[Start]

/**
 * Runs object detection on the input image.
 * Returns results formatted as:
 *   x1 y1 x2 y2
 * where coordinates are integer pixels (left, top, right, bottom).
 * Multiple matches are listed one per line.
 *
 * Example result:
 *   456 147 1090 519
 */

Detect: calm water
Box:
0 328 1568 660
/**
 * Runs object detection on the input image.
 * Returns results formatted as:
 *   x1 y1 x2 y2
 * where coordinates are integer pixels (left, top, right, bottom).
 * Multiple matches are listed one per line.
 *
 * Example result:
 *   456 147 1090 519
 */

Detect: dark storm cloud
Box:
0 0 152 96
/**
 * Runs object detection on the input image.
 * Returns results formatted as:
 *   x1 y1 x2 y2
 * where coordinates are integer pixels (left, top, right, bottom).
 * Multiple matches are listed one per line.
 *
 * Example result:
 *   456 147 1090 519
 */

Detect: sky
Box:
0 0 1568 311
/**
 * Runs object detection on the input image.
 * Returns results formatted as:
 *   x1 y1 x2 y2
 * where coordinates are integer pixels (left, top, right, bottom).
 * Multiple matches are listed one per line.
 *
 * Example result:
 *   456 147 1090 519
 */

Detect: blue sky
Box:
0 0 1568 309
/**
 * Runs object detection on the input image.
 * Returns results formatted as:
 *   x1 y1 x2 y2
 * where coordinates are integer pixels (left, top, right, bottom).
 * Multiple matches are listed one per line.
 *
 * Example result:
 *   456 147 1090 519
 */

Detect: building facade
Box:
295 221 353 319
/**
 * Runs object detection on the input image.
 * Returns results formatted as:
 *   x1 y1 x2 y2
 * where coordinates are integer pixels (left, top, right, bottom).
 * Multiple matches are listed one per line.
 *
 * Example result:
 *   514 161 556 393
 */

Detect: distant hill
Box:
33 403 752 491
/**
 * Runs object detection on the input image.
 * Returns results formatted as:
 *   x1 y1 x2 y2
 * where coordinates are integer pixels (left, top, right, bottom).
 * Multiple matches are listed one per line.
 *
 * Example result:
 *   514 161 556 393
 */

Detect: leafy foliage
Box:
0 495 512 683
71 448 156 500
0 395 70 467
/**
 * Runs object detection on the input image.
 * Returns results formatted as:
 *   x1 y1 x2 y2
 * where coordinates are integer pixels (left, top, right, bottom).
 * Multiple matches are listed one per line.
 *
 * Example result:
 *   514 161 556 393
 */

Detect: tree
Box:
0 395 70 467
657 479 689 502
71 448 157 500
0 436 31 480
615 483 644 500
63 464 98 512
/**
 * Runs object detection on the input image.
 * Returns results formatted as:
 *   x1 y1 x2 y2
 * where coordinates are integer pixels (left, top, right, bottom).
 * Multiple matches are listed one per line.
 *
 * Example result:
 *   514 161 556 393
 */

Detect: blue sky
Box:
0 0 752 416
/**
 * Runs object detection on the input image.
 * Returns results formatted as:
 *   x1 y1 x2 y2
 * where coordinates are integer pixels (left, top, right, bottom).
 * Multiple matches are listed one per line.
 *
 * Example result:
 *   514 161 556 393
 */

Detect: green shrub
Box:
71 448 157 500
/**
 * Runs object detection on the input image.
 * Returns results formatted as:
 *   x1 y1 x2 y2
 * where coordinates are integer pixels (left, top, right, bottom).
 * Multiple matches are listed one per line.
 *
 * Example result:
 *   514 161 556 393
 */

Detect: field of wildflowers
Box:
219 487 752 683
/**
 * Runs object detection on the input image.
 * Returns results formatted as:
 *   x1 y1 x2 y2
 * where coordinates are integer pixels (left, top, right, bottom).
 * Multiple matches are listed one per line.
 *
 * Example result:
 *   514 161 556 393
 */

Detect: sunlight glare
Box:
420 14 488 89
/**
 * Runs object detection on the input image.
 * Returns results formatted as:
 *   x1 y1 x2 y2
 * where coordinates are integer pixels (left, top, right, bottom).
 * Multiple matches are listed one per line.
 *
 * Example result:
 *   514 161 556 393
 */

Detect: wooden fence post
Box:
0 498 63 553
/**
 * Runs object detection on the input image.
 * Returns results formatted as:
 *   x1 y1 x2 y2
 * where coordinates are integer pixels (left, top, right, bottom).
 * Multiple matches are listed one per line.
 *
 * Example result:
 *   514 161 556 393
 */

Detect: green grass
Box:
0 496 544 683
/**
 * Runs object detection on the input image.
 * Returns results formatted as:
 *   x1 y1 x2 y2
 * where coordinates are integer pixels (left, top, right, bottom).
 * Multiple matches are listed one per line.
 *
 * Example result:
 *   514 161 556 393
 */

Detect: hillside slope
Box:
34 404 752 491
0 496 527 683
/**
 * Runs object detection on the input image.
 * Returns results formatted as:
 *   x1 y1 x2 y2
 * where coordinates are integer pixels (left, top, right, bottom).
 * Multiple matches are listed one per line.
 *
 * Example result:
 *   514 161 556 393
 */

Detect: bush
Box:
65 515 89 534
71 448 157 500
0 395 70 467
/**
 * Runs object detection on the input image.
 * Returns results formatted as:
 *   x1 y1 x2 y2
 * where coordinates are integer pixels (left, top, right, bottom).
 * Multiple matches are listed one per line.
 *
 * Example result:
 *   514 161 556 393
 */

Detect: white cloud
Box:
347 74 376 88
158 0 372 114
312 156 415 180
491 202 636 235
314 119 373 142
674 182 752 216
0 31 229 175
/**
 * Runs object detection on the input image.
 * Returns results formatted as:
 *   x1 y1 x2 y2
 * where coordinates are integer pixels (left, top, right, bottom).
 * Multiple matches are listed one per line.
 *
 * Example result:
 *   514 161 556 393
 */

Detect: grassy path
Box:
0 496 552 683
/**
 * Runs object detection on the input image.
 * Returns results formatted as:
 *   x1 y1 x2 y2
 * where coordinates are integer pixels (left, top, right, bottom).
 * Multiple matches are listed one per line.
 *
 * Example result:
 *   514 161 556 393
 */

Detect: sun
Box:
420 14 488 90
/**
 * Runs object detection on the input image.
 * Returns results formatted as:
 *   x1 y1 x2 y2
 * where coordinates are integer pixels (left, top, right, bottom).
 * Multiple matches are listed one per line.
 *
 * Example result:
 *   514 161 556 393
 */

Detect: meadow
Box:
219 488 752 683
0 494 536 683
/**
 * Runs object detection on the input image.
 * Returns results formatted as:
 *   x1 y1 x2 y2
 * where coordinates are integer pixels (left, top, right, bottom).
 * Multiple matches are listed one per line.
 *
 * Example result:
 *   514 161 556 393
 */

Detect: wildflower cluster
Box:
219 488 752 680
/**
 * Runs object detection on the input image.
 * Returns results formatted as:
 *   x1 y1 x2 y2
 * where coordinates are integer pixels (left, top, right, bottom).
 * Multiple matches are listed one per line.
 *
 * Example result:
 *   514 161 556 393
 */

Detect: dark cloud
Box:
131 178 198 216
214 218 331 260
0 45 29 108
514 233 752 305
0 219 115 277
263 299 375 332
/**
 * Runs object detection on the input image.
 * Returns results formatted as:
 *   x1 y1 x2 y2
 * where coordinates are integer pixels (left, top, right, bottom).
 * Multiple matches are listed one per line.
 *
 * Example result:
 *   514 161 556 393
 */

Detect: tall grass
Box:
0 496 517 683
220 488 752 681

[End]

▶ Required task: Give back each line above precisely as it stands.

▶ Task solution:
/**
 * Runs object detection on the input image.
 * Returns results formatted as:
 *   x1 y1 x2 y2
 * where coordinates are integer pixels (left, top, right, bottom).
 * Multiple matches are listed one per line.
 *
 * Example result:
 *   456 147 1090 519
 */

Detect: calm water
Box:
0 328 1568 660
/**
 * Runs object detection on the input image.
 * Returns results formatted as:
 *   x1 y1 x2 y2
 * where coordinates are integer pixels (left, top, right, bottom).
 * Multiple matches are listed one per line.
 *
 * Example result:
 *   456 147 1090 519
 */

Detect: dark storm cloud
Box:
0 0 152 96
/**
 * Runs object detection on the input image.
 * Returns results formatted as:
 *   x1 y1 x2 y2
 * where coordinates are integer pixels (left, top, right, bottom).
 * Multiple matches are listed one per line.
 *
 * Example result:
 *   456 147 1090 519
 */

Detect: sky
Box:
0 0 1568 311
/**
 * Runs object detection on the input image.
 * Returns results formatted as:
 *   x1 y1 x2 y2
 * where coordinates are integer pixels (left, top, right, bottom).
 * Multiple matches are listed one per line.
 *
 * Example result:
 *   456 147 1090 519
 */

Detect: blue sky
Box:
0 0 1568 309
/**
 * Runs object detection on the input image.
 * Returns results formatted as:
 *   x1 y1 x2 y2
 * where coordinates are integer pixels (left, top, right, bottom).
 * Multiple matches are listed one per line.
 *
 * Example result:
 *   456 147 1090 519
 */

Detect: building facade
Box:
295 221 353 319
/**
 * Runs object detection on the input image.
 * Returns results formatted as:
 *   x1 y1 x2 y2
 * where coordinates are integer pixels (left, top, right, bottom).
 * Multiple matches are listed one per line.
 *
 * Example result:
 *   514 161 556 393
 */

Detect: distant hill
Box:
33 403 752 491
/**
 * Runs object detection on the input image.
 * Returns results formatted as:
 *   x1 y1 x2 y2
 * where coordinates are integer pixels (left, top, right, bottom).
 * Multiple matches are listed one per line.
 *
 * Example result:
 *   514 161 556 393
 */

Detect: leafy foliage
Box:
0 495 512 683
71 448 156 500
0 395 70 467
/**
 * Runs object detection on the input image.
 * Returns results formatted as:
 *   x1 y1 x2 y2
 * where coordinates are integer pixels (left, top, right, bottom).
 * Multiple matches are listed one per line.
 *
 * Example result:
 *   514 161 556 393
 */

Detect: tree
Box:
0 395 70 467
657 479 689 502
71 448 157 500
0 436 31 480
615 483 644 500
63 464 98 512
/**
 * Runs object detection on the input image.
 * Returns results formatted as:
 *   x1 y1 x2 y2
 * where coordinates are integer pixels (left, top, right, bottom).
 * Multiple matches are listed one per line.
 *
 * Example result:
 *   514 161 556 393
 */

Detect: blue sky
Box:
0 0 752 416
/**
 * Runs object detection on the input image.
 * Returns results formatted as:
 *   x1 y1 x2 y2
 * where coordinates are integer pixels (left, top, right, bottom).
 * Multiple matches are listed one per line.
 *
 * Example result:
 *   514 161 556 393
 */

Detect: green shrub
Box:
71 448 157 500
/**
 * Runs object detection on the input image.
 * Returns results formatted as:
 *   x1 y1 x2 y2
 * where coordinates are integer pixels (left, top, right, bottom).
 * Multiple matches are listed one per line.
 *
 * Example result:
 *   514 161 556 393
 */

Detect: field of wildflowers
Box:
219 487 752 683
/**
 * Runs object detection on the input image.
 * Returns results formatted as:
 *   x1 y1 x2 y2
 * where coordinates are integer pixels (left, top, right, bottom).
 * Multiple matches are listed one per line.
 *
 * Example result:
 *   514 161 556 393
 */

Detect: sunlight glare
Box:
420 14 488 89
/**
 * Runs object detection on the input image.
 * Returns results formatted as:
 *   x1 y1 x2 y2
 * where coordinates are integer pixels (left, top, right, bottom).
 * Multiple matches are listed one per line.
 *
 * Example result:
 *   514 161 556 393
 */

Detect: wooden fence post
Box:
0 498 63 553
/**
 * Runs object detection on the input image.
 * Returns results formatted as:
 *   x1 y1 x2 y2
 * where coordinates are integer pixels (left, top, right, bottom).
 * Multiple matches are listed one per line.
 *
 * Example result:
 *   514 161 556 393
 */

Detect: green grass
Box:
0 496 544 683
/**
 * Runs object detection on the input image.
 * Returns results formatted as:
 *   x1 y1 x2 y2
 * where coordinates are integer pixels (left, top, right, bottom).
 * Multiple matches are listed one per line.
 *
 * Example result:
 *   514 161 556 393
 */

Detect: hillside slope
Box:
34 404 752 491
0 496 527 683
/**
 * Runs object detection on the input image.
 * Returns results formatted as:
 *   x1 y1 x2 y2
 * where coordinates are integer pixels (left, top, right, bottom).
 * Multiple matches are listed one per line.
 *
 * Example result:
 *   514 161 556 393
 */

Detect: bush
Box:
65 515 89 534
71 448 157 500
0 395 70 467
/**
 * Runs object detection on the input image.
 * Returns results formatted as:
 *   x1 y1 x2 y2
 * where coordinates are integer pixels (left, top, right, bottom).
 * Multiple matches are listed one per line.
 *
 * Example result:
 *   514 161 556 393
 */

Detect: white cloud
Box:
347 74 376 88
158 0 372 114
312 156 415 180
491 202 636 235
314 119 373 142
674 182 752 216
0 31 229 175
/**
 * Runs object detection on the input image.
 * Returns results formatted as:
 *   x1 y1 x2 y2
 * where coordinates are integer pixels (left, top, right, bottom).
 * Multiple matches are listed one per line.
 *
 * Example result:
 *   514 161 556 393
 */

Detect: grassy path
Box:
0 496 552 683
/**
 * Runs object detection on the input image.
 * Returns results formatted as:
 *   x1 y1 x2 y2
 * where coordinates are integer pixels (left, top, right, bottom).
 * Multiple matches are listed one per line.
 *
 * Example result:
 *   514 161 556 393
 */

Detect: sun
Box:
420 14 488 90
/**
 * Runs object detection on the input image.
 * Returns results formatted as:
 *   x1 y1 x2 y2
 * where coordinates are integer pixels (left, top, right, bottom).
 * Multiple matches are listed one per line.
 *
 * Example result:
 *   514 161 556 393
 */

Detect: meadow
Box:
219 488 752 683
0 494 536 683
/**
 * Runs object detection on the input image.
 * Returns results formatted as:
 *   x1 y1 x2 y2
 * where coordinates are integer pixels (left, top, right, bottom).
 * Multiple matches are listed one per line.
 *
 * Example result:
 *   514 161 556 393
 */

Detect: wildflower cluster
Box:
219 488 752 680
/**
 * Runs object detection on the input image.
 * Returns results formatted as:
 *   x1 y1 x2 y2
 * where coordinates are integer pixels (left, top, right, bottom).
 * Multiple matches are listed one per line.
 *
 * Example result:
 *   514 161 556 393
 */

Detect: dark cloud
Box:
131 178 198 216
214 218 331 260
0 45 29 108
514 233 752 305
0 219 115 277
263 299 375 332
/**
 * Runs object detection on the input image.
 * Returns results formatted as:
 *   x1 y1 x2 y2
 * where coordinates are integer pixels (left, top, right, bottom).
 * Multiple matches are listed one per line.
 *
 * Example result:
 *   514 161 556 393
 */

Detect: tall grass
Box:
0 496 517 683
220 488 752 681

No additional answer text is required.